→ EXERCISE REQUIREMENTS:
Please pick out and copy every line of the rows below that contains the string "upper". Case counts.

[Object position labeling entries]
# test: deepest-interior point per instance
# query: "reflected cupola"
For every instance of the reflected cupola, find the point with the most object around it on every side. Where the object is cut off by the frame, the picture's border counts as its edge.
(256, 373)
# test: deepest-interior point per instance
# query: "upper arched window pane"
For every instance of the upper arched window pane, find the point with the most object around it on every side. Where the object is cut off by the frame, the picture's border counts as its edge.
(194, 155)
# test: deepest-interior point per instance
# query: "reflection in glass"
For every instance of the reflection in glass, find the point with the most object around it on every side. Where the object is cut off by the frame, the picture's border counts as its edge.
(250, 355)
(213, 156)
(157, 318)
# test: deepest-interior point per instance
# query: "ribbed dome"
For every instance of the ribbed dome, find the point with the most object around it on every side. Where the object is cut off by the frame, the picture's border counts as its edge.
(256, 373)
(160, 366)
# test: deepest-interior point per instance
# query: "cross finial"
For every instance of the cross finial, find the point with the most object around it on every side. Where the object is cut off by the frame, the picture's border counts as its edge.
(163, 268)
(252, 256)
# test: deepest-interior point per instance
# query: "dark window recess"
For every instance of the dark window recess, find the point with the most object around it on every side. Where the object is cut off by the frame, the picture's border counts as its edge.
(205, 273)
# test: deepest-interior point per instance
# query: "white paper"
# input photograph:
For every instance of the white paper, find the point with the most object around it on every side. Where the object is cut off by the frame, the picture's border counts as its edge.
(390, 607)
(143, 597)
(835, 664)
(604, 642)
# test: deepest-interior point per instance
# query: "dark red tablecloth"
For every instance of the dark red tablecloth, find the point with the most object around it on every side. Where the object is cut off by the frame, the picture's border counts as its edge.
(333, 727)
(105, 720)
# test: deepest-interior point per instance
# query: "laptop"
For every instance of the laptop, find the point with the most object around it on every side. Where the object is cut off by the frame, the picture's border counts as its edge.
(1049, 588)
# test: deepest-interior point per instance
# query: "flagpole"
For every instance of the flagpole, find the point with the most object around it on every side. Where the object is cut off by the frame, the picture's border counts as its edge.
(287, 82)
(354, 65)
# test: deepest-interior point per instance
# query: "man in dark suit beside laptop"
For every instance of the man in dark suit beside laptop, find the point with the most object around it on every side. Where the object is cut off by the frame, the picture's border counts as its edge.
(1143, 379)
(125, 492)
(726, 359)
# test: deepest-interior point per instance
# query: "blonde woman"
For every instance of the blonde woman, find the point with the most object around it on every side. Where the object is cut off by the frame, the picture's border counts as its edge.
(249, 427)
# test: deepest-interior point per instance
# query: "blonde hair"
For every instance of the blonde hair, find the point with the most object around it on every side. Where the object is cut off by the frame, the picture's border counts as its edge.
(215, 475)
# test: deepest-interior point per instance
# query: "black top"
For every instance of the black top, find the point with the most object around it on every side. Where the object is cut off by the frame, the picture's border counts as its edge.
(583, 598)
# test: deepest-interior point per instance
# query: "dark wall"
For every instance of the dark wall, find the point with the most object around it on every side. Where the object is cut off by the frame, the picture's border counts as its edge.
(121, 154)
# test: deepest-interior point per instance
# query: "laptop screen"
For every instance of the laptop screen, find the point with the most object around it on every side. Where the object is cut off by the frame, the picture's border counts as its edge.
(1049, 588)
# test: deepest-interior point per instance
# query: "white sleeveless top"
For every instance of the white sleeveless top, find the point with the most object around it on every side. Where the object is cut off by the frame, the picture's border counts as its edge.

→ FINISHED TASK:
# query: "upper arched window pane"
For every instance of the upper arched window pane, find the point with the most object around it on every side. Where the object is cut off by the frame, the picture's border counts as its edge.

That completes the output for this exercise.